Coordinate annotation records
(begin)
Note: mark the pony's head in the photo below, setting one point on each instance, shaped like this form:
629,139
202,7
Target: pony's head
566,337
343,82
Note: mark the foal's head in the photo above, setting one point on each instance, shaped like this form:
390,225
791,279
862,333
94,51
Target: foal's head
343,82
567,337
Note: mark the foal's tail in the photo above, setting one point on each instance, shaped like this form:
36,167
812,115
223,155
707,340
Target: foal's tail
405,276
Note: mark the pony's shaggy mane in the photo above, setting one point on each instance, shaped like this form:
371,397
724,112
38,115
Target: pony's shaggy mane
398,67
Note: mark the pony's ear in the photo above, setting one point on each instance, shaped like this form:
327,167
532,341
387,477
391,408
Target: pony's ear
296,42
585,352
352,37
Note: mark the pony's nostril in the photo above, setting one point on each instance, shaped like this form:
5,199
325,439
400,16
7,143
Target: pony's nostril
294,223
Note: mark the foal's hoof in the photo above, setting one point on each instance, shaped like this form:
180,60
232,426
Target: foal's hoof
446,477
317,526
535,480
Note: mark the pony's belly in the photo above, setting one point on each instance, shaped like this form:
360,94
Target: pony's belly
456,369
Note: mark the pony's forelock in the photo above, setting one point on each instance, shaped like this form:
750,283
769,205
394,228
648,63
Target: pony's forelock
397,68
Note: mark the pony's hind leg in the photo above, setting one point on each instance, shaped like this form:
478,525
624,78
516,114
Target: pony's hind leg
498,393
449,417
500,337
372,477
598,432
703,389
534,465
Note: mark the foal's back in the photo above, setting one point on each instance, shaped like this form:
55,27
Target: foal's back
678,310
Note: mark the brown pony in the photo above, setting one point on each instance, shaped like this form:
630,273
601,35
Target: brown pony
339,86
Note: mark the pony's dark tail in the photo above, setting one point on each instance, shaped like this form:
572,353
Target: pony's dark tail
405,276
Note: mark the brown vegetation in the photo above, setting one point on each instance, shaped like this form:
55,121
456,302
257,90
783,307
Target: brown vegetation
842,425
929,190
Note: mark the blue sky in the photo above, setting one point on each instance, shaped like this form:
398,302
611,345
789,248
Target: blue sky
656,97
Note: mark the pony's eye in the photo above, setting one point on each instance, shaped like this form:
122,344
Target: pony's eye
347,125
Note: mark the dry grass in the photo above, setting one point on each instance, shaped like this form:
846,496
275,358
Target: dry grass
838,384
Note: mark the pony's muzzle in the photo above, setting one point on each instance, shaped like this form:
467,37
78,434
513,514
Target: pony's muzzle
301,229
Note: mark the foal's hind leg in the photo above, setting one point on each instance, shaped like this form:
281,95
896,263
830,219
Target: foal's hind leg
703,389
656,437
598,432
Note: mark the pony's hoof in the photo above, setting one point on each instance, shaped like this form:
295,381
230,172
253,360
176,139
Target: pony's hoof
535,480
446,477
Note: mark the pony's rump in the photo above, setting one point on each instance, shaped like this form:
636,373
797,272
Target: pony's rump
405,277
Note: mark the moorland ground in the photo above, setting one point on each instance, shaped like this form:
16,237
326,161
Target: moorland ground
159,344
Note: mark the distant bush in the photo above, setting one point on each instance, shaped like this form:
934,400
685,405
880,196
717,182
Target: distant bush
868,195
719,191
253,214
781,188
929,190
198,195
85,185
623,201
(end)
== What the exercise asks ==
Print every record above exactly as written.

== Exercise response ==
Note: mark the pony's head in the photo below, setting one point on each instance, shaped like this form:
629,139
202,7
Target: pony's head
566,337
343,82
Note: mark the foal's head in the photo above, setting one point on each instance, shaped like this form:
390,225
791,279
862,333
94,51
Target: foal's head
343,82
567,337
Note: mark the foal's tail in the photo above, setting one point on each instance, shaped like this form:
36,167
812,115
223,155
707,340
Target: foal's tail
405,276
Note: mark the pony's shaggy mane in the photo above, setting one point on each instance, shaped like this form:
371,397
724,112
38,115
Target: pony's shaggy mane
398,67
Note: mark the pony's ear in the photo above, setting one point on each instance, shaped like this form:
327,167
532,341
387,477
391,408
Target: pony's ear
296,42
585,352
352,37
Note: mark the pony's nostril in the photo above, setting one point on each instance, shaped like this form:
5,199
325,439
400,16
7,143
Target: pony's nostril
294,223
Note: mark the foal's hoof in the photo above, setting one point on each instance, shaped like this form:
180,60
232,426
Target: foal's hoof
446,477
317,526
535,480
Note: mark the pony's belly in the photo above, setting one point on each instance, shaped like this form:
360,94
Target: pony's belly
456,369
Note: mark the pony's forelock in the photo above, setting one point on each instance, shaped like this form:
750,283
769,205
394,228
648,63
Target: pony's forelock
397,68
Note: mark the pony's hind leg in the photo above, setting one point on each instance, shaped like this form:
478,525
624,78
516,114
Target: pony's hind leg
498,393
449,417
500,337
372,477
598,432
703,389
534,465
Note: mark the foal's back in the photo above, setting one point on each instance, shaped like this form:
55,27
Target: foal's back
678,310
Note: mark the brown pony in the photo above, setting one point on each instance, shaped like this form:
630,273
601,35
Target: brown pony
339,86
Note: mark the pony's dark tail in the photo above, setting one point on each instance, shaped like this form:
572,353
Target: pony's dark tail
405,276
Note: mark the brown vegetation in the photo above, setting one point on each instance, shaped like this form:
55,121
456,302
257,90
783,307
Target: brown vegetation
842,425
929,190
Note: mark the blue sky in the photo above, setting one point on each instance, shaped like this form:
398,302
611,345
789,248
Target: blue sky
656,97
Note: mark the pony's eye in the photo above, setting one point on each instance, shaped like this form:
122,344
Target: pony's eye
347,125
Note: mark the dry grass in the photo above, setting one point on each instance, shaped like this form:
846,496
275,358
Target: dry grass
838,384
Note: mark the pony's muzzle in the photo above, setting one point on each instance, shaped like this form:
467,37
78,434
513,514
Target: pony's muzzle
301,229
Note: mark the foal's hind leg in the photo above, setting one point on each instance, shaped like this form:
281,95
896,263
830,219
Target: foal's hind leg
703,389
656,437
598,432
Note: mark the pony's hoof in the photo above, setting one point on each instance, shaped like this form:
295,381
230,172
253,360
176,139
Target: pony's hoof
535,480
446,477
Note: mark the pony's rump in the photo above, setting one point on each instance, shaped like this form:
636,373
797,272
Target: pony's rump
405,277
Note: mark the moorland ground in the photo above, setting one point on each instance, shaped like this form:
16,237
326,161
Target: moorland ground
159,344
Note: mark the distant bush in the photo above, setting one point on each instance, shaped like this form:
934,400
685,405
880,196
717,182
Target: distant bush
868,195
719,191
253,214
781,188
929,190
198,195
85,185
623,201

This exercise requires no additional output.